• TAREFA 1:
Segundo a crítica do filme sobre o roubo de joias, para qual área os ladrões fogem no plano inicial?
• TAREFA 2:
Continue a crítica do filme sobre o roubo de joias a partir do ponto em que ela termina.

• TEXTO DO EXERCÍCIO:

· · · ·

Remontando a história de um roubo de joias de trás para frente, o clima entre as personagens já começa caótico com um plano inicial que retrata a fuga dos ladrões durante um sequestro não planejado para a área deserta de Serra das Almas, no interior de Pernambuco.
Reunidos em uma casa no meio do nada, cada personagem é assombrado pelo próprio passado, resultando em uma sequência de catástrofes inusitadas que vão se agravando. Nesse sentido, o filme se assemelha a um thriller psicológico com toques de comédia em um estilo à la Tarantino de humor negro.
As raízes profundas da cultura norte-americana em nossa cultura tornam-se visíveis no comportamento e aspiração do personagem de Ravel Andrade de se tornar um congressista norte-americano. É este sonho que o faz se envolver em um esquema de corrupção e garimpo ilegal, em que torna-se capanga do senador investigado por uma jornalista e sua estagiária, interpretadas por Julia Stockler e Pally Siqueira, respectivamente.
Em um monólogo que mostra a profundidade do personagem e as camadas na atuação de Andrade, ele pede para ser gravado e contar sua história, tomando controle da sua narrativa e realizando o sonho de sair do anonimato e tornar-se “alguém”.
Apresentado inicialmente como o mais são entre os dois irmãos e parceiros no crime, ao fim do filme revela-se que ele era o mais perigoso e sangue-frio entre os dois, ao matar o próprio irmão e assediar a esposa de seu melhor amigo. Abandonados à própria sorte pelos pais no agreste pernambucano, os dois personagens reproduzem a violência que foram ensinados pela mídia e política brasileira, buscando liberdade através do dinheiro e corrupção.
Diante desse cenário, Ferreira faz uma crítica ao individualismo capitalista e seu impacto nas populações mais vulneráveis do Brasil, gerando um ciclo de violência que reforça o comportamento imoral. Na reportagem da televisão, o ex-chef do tráfico, vivido por Vertin Moura, é culpado pelo próprio sequestro devido a seu passado criminal, e volta aos velhos hábitos ao presenciar mais assassinatos e opressão, se é que algum dia de fato deixou o crime para trás.

· · · ·

• DADOS FORNECIDOS:
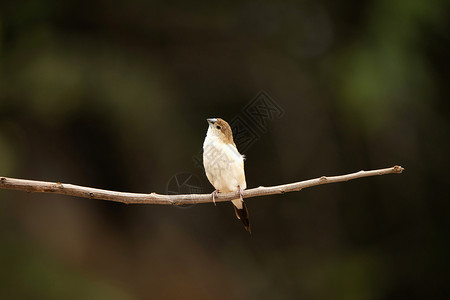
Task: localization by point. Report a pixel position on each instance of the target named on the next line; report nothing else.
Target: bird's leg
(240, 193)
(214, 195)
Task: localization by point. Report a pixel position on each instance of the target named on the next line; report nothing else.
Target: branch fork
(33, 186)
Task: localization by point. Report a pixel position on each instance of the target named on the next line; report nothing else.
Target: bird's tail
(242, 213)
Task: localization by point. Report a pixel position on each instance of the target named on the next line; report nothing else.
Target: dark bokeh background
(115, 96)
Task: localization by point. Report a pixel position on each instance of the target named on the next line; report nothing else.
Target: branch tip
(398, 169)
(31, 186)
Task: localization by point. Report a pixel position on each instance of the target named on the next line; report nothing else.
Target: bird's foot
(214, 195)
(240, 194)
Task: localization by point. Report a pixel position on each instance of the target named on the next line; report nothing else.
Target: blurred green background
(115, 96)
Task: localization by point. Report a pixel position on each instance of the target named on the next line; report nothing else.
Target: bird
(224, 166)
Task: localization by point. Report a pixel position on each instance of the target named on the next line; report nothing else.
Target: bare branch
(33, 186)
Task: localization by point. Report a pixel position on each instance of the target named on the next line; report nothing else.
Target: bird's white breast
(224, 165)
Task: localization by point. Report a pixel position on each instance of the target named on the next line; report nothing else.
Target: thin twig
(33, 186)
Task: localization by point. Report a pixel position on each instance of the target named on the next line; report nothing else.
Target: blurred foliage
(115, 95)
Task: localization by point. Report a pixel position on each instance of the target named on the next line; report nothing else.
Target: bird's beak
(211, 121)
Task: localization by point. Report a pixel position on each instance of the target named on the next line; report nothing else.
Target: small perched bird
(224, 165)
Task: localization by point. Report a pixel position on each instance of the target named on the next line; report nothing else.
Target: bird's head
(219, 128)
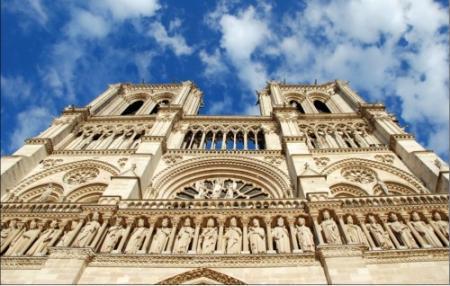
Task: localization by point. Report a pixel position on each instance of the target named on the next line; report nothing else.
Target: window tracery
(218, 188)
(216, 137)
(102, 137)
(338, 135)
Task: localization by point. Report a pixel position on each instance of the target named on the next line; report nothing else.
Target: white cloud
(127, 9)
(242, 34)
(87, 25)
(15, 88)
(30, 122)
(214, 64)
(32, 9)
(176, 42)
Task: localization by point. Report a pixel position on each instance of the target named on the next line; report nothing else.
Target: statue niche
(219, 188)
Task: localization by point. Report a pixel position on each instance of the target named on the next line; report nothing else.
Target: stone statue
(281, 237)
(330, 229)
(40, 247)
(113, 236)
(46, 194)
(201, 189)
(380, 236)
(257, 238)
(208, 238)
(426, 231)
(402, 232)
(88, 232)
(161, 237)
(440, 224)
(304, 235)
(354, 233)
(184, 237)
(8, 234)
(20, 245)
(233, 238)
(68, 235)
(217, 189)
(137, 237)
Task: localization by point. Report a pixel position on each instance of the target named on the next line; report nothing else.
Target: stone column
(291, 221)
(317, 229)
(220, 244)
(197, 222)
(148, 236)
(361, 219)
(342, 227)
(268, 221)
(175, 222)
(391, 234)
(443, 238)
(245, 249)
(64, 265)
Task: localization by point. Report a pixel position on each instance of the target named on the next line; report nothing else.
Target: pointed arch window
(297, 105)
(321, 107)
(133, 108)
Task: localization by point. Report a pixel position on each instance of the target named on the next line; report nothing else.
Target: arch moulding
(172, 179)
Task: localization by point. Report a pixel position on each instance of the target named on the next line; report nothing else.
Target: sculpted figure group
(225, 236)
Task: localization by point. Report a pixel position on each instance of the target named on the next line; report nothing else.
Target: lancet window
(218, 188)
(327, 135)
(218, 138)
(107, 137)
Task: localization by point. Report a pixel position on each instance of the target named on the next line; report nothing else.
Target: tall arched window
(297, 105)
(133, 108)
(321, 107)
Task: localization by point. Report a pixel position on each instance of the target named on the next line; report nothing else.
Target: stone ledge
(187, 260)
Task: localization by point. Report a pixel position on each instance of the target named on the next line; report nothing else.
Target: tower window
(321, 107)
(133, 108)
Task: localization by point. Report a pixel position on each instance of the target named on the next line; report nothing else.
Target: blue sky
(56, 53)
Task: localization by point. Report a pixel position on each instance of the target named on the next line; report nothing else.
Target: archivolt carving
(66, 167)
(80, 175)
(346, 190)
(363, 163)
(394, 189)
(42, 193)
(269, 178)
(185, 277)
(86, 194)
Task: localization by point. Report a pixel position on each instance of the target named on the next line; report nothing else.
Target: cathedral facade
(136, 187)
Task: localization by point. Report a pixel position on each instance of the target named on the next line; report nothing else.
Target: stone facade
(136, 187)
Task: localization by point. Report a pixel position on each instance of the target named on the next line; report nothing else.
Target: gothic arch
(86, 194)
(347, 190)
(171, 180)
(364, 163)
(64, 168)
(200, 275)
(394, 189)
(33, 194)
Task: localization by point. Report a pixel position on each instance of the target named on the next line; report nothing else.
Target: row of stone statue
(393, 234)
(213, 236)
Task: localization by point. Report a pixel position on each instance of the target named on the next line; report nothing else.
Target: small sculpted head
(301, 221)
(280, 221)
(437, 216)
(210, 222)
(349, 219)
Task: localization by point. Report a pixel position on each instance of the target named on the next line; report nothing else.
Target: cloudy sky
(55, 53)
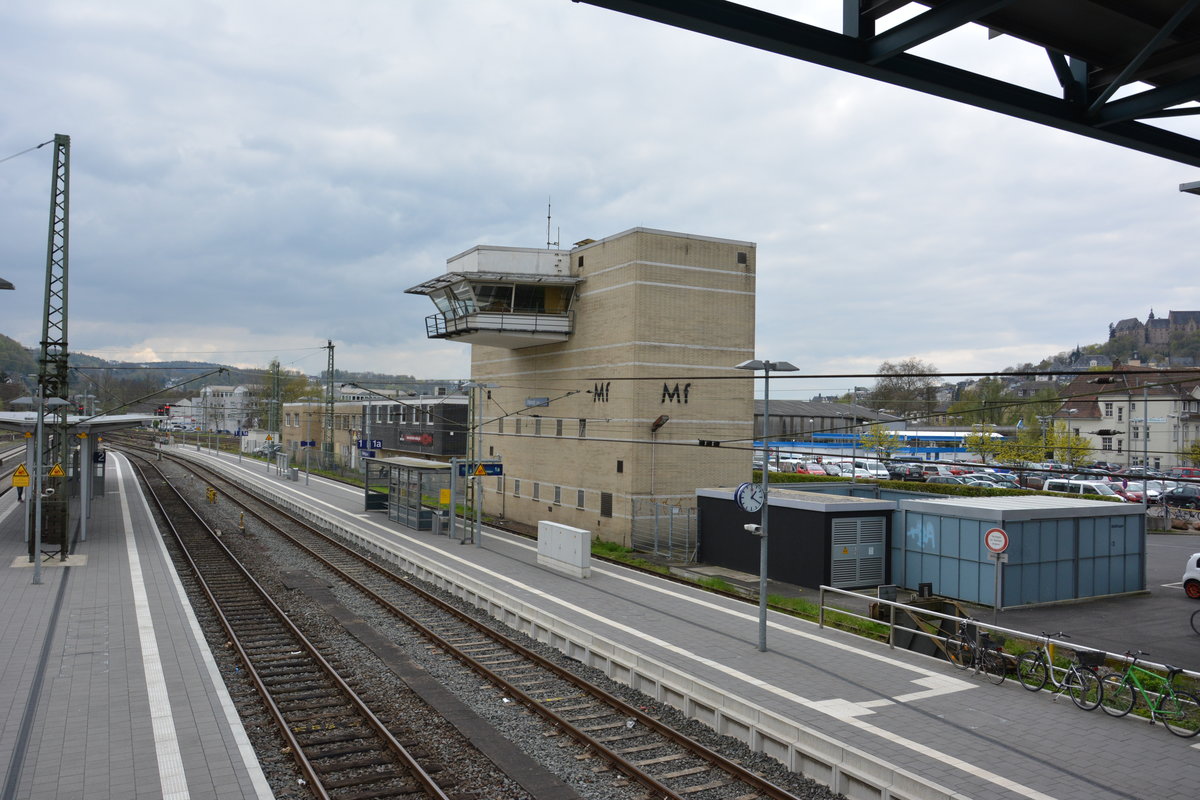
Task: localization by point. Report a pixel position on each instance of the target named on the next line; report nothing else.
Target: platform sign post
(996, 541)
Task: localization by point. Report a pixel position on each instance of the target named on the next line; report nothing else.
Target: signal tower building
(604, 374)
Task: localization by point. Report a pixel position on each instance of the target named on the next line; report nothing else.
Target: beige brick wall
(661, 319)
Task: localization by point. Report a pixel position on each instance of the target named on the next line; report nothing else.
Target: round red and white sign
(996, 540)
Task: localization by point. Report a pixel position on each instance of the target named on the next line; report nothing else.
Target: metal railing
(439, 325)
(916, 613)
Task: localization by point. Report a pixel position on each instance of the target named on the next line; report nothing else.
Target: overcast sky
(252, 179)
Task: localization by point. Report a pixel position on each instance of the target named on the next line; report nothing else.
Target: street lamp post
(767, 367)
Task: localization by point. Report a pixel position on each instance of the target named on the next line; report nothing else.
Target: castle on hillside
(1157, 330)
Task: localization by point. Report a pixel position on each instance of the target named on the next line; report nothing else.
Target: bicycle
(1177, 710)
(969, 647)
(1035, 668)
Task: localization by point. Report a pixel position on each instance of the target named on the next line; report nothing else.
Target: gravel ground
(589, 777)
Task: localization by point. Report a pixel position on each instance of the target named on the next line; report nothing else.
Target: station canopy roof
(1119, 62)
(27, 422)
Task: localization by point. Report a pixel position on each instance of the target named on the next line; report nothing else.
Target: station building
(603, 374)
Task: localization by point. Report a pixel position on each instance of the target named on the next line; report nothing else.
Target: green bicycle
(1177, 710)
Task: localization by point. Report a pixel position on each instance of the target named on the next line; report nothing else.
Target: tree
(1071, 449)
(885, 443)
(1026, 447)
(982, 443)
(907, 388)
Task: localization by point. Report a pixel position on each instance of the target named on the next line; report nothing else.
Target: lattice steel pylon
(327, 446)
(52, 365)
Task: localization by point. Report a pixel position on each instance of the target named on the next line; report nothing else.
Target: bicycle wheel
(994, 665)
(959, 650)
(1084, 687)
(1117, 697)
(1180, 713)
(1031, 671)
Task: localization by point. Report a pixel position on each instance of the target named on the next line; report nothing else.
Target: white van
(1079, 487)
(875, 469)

· · · ·

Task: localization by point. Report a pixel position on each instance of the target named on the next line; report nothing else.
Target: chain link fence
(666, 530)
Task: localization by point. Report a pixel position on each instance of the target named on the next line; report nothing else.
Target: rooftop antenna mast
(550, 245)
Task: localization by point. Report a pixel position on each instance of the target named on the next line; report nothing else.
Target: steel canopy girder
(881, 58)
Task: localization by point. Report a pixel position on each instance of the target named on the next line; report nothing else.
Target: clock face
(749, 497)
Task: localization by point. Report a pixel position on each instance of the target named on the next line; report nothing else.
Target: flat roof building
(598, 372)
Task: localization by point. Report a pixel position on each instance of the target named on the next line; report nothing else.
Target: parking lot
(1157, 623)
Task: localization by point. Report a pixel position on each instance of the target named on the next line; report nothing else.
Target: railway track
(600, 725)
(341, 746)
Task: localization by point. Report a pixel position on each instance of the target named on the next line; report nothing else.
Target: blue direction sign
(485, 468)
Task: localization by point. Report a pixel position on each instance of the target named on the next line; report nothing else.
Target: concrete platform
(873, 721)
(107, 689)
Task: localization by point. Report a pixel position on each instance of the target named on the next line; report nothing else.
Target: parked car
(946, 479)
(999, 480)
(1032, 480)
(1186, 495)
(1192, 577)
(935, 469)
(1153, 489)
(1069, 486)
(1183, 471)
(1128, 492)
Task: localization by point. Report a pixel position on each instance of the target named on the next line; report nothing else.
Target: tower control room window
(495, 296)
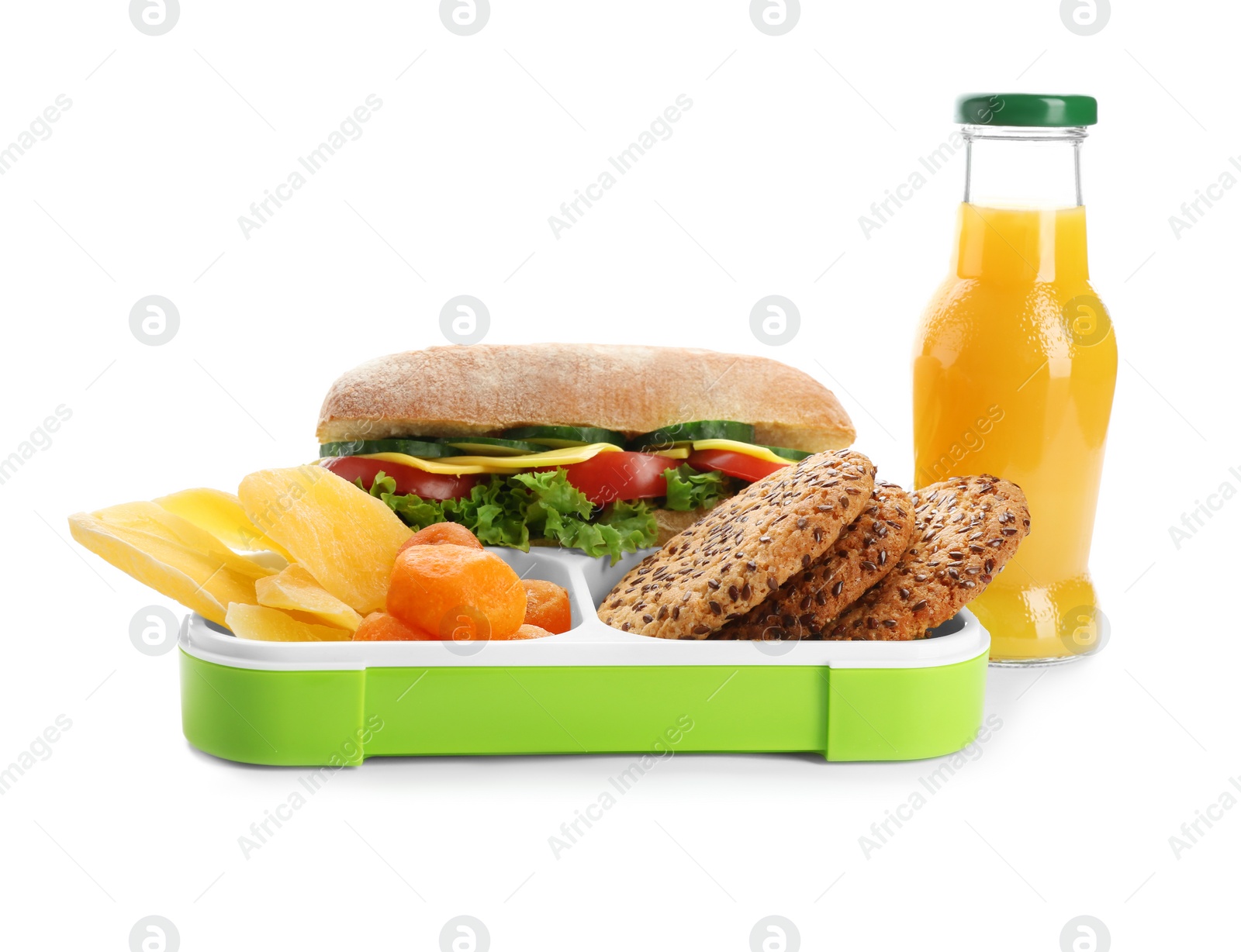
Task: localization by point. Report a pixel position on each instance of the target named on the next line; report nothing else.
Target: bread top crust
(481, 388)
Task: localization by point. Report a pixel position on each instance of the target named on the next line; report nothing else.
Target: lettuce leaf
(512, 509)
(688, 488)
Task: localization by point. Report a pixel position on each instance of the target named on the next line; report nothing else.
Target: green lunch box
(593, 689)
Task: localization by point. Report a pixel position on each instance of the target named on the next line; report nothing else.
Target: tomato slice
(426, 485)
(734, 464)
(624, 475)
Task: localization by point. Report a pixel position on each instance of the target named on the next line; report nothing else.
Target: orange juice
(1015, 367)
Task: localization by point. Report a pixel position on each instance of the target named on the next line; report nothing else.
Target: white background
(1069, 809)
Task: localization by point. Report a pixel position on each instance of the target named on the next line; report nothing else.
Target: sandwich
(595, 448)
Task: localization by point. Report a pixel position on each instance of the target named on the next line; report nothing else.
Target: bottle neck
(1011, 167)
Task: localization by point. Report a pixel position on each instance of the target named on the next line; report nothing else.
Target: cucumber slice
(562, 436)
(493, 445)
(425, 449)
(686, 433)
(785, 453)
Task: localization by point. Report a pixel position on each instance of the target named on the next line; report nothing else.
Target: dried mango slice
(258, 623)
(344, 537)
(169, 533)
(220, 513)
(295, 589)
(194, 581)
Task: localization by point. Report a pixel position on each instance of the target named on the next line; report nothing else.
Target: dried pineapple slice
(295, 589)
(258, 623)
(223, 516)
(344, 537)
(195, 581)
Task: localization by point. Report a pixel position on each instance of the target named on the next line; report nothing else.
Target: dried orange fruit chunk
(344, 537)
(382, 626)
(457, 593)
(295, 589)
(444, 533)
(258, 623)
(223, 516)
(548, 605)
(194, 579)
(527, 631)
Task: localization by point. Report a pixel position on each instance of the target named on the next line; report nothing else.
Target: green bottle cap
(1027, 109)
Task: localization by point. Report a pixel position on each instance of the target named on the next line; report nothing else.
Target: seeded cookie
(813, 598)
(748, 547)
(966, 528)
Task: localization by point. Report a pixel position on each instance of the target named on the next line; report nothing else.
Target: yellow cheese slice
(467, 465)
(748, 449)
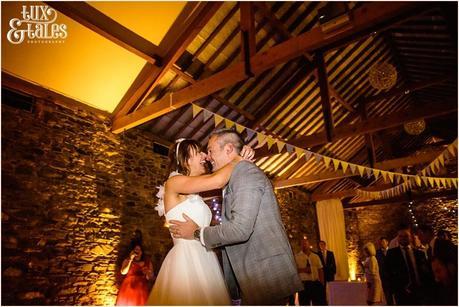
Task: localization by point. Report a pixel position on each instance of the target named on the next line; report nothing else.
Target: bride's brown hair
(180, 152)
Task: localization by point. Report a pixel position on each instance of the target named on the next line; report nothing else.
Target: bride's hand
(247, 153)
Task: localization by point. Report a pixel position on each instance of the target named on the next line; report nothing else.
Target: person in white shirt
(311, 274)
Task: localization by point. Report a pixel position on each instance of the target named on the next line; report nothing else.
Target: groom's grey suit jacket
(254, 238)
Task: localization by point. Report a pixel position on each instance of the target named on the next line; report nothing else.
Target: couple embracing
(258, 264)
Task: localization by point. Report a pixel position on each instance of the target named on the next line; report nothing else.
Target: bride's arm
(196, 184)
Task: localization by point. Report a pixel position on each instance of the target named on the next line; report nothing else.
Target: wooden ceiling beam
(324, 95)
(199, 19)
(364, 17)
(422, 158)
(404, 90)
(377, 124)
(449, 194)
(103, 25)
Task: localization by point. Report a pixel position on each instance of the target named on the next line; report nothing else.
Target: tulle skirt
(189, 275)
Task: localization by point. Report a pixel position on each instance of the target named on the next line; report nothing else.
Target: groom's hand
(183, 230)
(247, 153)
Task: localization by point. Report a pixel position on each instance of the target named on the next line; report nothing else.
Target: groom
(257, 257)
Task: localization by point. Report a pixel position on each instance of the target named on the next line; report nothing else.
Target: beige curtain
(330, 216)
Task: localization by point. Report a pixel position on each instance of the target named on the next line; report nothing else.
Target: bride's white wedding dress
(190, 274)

· · · ·

• RESPOSTA DA TAREFA 1:
Para a área deserta de Serra das Almas, no interior de Pernambuco.

• RESPOSTA DA TAREFA 2:
Durante seu tempo juntas em cativeiro, a tensão entre as jornalistas é palpável quando a repórter é revelada ser amante do pai da estagiária, o dono da rede de televisão para que trabalha, e ao ser confrontada pela jovem revela não ter remorso, justificando-se por trilhar o caminho mais fácil para conquistar sua liberdade como mulher na profissão.
A esposa do amigo dos ladrões e dono da casa, retratada por Mari Oliveira, faz vista grossa para as ações dos amigos do marido, mas eventualmente ajuda as reféns com comida e medicamentos, incentivando-as a ficar de boca calada, como mulher que teve que aprender a ficar quieta para se proteger em um ambiente hostil. Essa reação é até compreensível, visto que a ex-cantora perdeu parte de sua audição com um tiro de raspão na orelha ao se defender do abuso que sofreu.
Ao final do filme, as três mulheres conseguem fugir do ambiente em que estavam reféns e se libertar de Serra das Almas, espécie de purgatório que leva seus habitantes ao limite para fugir de suas próprias “assombrações”.
Nessa perspectiva, a obra pinta um retrato interessante das justificativas por trás das hipocrisias e tragédias prevalentes no Brasil, mas falha em profundidade na sua crítica, assim como outros filmes de ação políticos como “Bacurau”, cai na armadilha da espetacularização na violência que mais entrete o público do que induz alguma reflexão substancial sobre a cultura do país.
Assim, é de fato nos momentos humorísticos que roteiro, direção e elenco brilham, como na cena em que os bandidos assistem um desenho sobre fadas na televisão, ou discutem as origens do amigo paulista que na verdade é do Paraná.
Pernambuco é um estado muito rico; as paisagens intocadas e deslumbrantes da região de Serra das Almas engrandecem a arte e a fotografia, apresentando um grande contraste ao som, essencial para criar a atmosfera de apreensão e suspense do filme.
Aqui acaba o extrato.